**What you should do**
All of the data must be returned exactly as given.

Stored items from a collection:
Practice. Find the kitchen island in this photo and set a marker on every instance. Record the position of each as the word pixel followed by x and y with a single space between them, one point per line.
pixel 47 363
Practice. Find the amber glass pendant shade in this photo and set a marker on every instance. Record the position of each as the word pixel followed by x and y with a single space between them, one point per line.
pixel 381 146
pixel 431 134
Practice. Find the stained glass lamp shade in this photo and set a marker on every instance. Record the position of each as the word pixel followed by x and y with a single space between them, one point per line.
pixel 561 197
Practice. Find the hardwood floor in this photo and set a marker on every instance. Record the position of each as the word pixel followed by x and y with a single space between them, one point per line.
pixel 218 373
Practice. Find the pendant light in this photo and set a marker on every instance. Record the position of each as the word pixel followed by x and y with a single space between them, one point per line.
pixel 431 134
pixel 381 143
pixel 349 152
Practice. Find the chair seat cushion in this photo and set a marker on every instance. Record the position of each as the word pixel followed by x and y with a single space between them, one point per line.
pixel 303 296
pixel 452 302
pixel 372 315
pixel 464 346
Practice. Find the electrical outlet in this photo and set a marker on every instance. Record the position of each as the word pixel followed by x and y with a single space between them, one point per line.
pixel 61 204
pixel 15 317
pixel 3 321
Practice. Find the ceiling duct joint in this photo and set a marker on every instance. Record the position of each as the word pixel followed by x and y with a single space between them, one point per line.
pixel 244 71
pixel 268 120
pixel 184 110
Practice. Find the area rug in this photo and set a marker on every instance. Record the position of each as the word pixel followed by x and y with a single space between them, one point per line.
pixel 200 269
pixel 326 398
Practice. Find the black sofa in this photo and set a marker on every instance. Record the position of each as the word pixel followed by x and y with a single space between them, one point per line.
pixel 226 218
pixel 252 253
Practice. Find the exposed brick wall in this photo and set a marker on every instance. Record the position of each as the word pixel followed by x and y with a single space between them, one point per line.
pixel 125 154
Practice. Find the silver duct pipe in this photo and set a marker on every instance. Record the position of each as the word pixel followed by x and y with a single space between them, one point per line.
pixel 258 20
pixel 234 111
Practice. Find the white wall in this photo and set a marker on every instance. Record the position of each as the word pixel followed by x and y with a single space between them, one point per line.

**The completed task**
Practice. Find the kitchen island in this photo and set a marker on every instance. Record the position of each as the word pixel followed by x and y with a single space between them, one point per line.
pixel 47 363
Practice. Find the amber glass pendant shade in this photo and set a marker on every instance. Record the position of each as the word pixel followed by x and y with a single space between them, one point per line.
pixel 381 146
pixel 431 134
Practice. Find the stained glass lamp shade in this photo and set a marker on every instance. Record the position of each as the word pixel followed by x and y with a single space between them, one point per line.
pixel 561 197
Practice. Find the hardwood floor in this photo and set a marker on every instance. Record the position of each as the word pixel followed by x and y with a single space between them, one point per line.
pixel 218 373
Practice. Find the pendant light in this photo and set a marker on every instance. Record the position of each as the word pixel followed by x and y with a single space between them, one point per line.
pixel 431 134
pixel 381 143
pixel 349 152
Practice. Find the chair seat cushion in this photo and set a marker on every instance. Record the position of each as the word pixel followed by x and y with a single space between them, one point per line.
pixel 303 296
pixel 452 302
pixel 372 315
pixel 464 346
Practice. Find the electrical outlet in this photo and set a marker on every instance. Record the position of each as the word pixel followed by x and y with a single space between them, one point per line.
pixel 61 204
pixel 15 317
pixel 3 321
Practice. Find the ceiling duct joint in this photo and set a marker on every instance. Record the position of each as the word pixel followed by x and y with a single space between them, one point per line.
pixel 244 71
pixel 268 120
pixel 184 110
Practice. Find the area rug in this photo and set a marker on every instance. Record the position of each as the word pixel followed by x and y with a single space between them, one point per line.
pixel 200 269
pixel 326 398
Practice. Find the black sofa in this photo and set a marker on every instance. Record the position of each as the word pixel followed by x and y with a single space between them, one point per line.
pixel 226 218
pixel 252 253
Practice. Find the exposed brick wall in this photo and set a marker on every instance. Record the position of each as the word pixel followed by x and y with a single space between them, one point per line.
pixel 125 154
Practice. Find the silver duct pipe in this photo and set a marker on every instance. Record the position of each as the word pixel followed by x and y with a single space between them, one point per line.
pixel 258 20
pixel 234 111
Practice. Find the white wall in this photo and set a marker on every instance. Record the position of each as the word pixel followed by x and y with a single space between them, one point per line.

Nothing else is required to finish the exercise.